_Written problem 1_.
In the text on San Francisco jazz history, what instrument did Turk Murphy play?
_Written problem 2_.
From the text on San Francisco jazz history, reproduce the passage that begins at the words "WWII Jazz boom, The" and stops after "a direct reaction.".

_Source_.

━━━

WWII Jazz boom, The Fillmore, Oakland Blues, North Beach & Forbidden City Nightclubs
San Francisco was the location for dynamic developments in popular entertainment: Traditional, Modern and Bop Jazz and the unique Asian nightclubs of Frisco. Tourism and the 1939 Golden Gate Treasure Island World’s Fair primed the pump for a re-emergence of hot music in Baghdad-by-the-Bay.
When Swing Wasn’t Fun Anymore
By 1939, touring dance bands had become routine businesses and many Swing musicians were bored with playing stock arrangements. While the famous instrumentalists in the top orchestras had license to improvise creatively, musicians staffing the average dance band did not. Many began feeling like cogs in a jukebox and wanted to do more than just read notes and collect a salary. Traditional Jazz was a direct reaction.
Trombone player Melvin Edward Alton “Turk” Murphy (1916-1987) became a leader of the revivalists. He complained:
I had played in ‘name bands’ of all sorts for a long time with the usual amount of drudgery. You settle down and play a set bunch of notes in the same inflection, the same phrasing, night after night after night — you play the same music. You get so you can play it upside down with your eyes shut. At that time, I’d been taken a little bit with early jazz, and I knew a little bit of the freedom it could offer as far as expression goes.
The Traditionalists played music from before 1930 that had been recorded by Louis Armstrong, Jelly Roll Morton and King Oliver which was rich in New Orleans polyphonic ensemble parts improvised in real time. Musician Clint Baker, a curator and archivist for the San Francisco Traditional Jazz Foundation describes their motivations:
The Great Jazz Revival was a cultural phenomenon as well as a musical phenomenon. This came from the idea that there was African American culture. This was a fairly new idea in those days.
The style of music was put together out of a ‘recorded’ understanding of New Orleans Jazz in an era when recordings were hard to get. 78 rpms were the only way to do it. What they pulled from those records was something that they hadn’t really heard in the music they’d been playing, which was the IMPROVISED PARTS.

━━━

_Recorded information_.
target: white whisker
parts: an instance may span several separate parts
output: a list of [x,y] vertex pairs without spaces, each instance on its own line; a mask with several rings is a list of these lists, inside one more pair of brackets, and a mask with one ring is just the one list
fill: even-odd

━━━

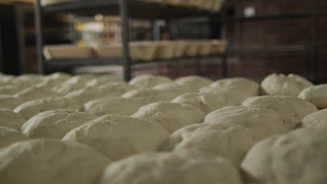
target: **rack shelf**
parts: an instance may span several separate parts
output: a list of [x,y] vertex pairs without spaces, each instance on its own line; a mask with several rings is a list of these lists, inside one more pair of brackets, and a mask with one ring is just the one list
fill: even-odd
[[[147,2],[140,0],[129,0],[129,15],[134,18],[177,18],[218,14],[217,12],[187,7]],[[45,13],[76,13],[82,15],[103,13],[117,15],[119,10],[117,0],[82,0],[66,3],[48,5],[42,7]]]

━━━

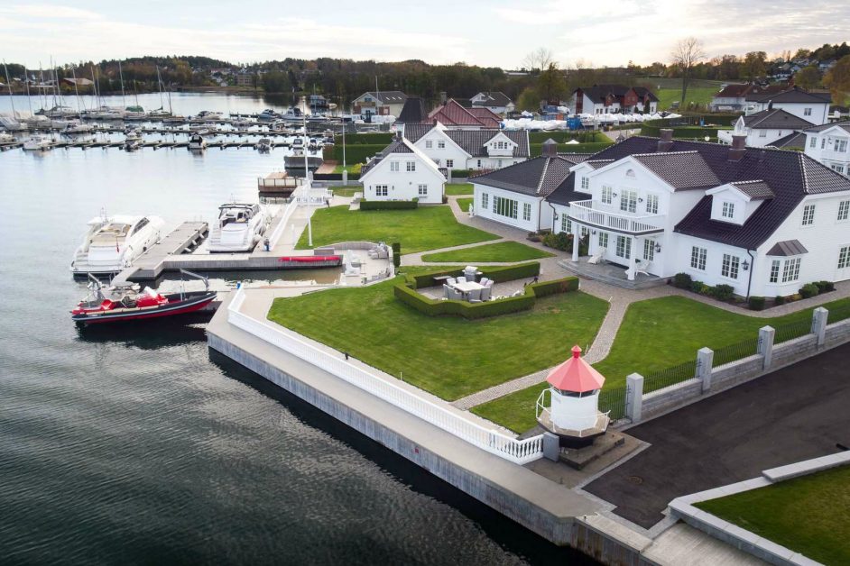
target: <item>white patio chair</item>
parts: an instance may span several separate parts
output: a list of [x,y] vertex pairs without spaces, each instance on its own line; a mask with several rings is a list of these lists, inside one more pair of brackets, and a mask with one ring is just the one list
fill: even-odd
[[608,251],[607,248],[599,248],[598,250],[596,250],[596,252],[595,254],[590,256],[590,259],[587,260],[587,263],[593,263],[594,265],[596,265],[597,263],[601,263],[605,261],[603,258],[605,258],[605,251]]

━━━

_Correct result 1_.
Trombone

_Correct result 2_.
WWII Jazz boom, The Fillmore, Oakland Blues, North Beach & Forbidden City Nightclubs
San Francisco was the location for dynamic developments in popular entertainment: Traditional, Modern and Bop Jazz and the unique Asian nightclubs of Frisco. Tourism and the 1939 Golden Gate Treasure Island World’s Fair primed the pump for a re-emergence of hot music in Baghdad-by-the-Bay.
When Swing Wasn’t Fun Anymore
By 1939, touring dance bands had become routine businesses and many Swing musicians were bored with playing stock arrangements. While the famous instrumentalists in the top orchestras had license to improvise creatively, musicians staffing the average dance band did not. Many began feeling like cogs in a jukebox and wanted to do more than just read notes and collect a salary. Traditional Jazz was a direct reaction.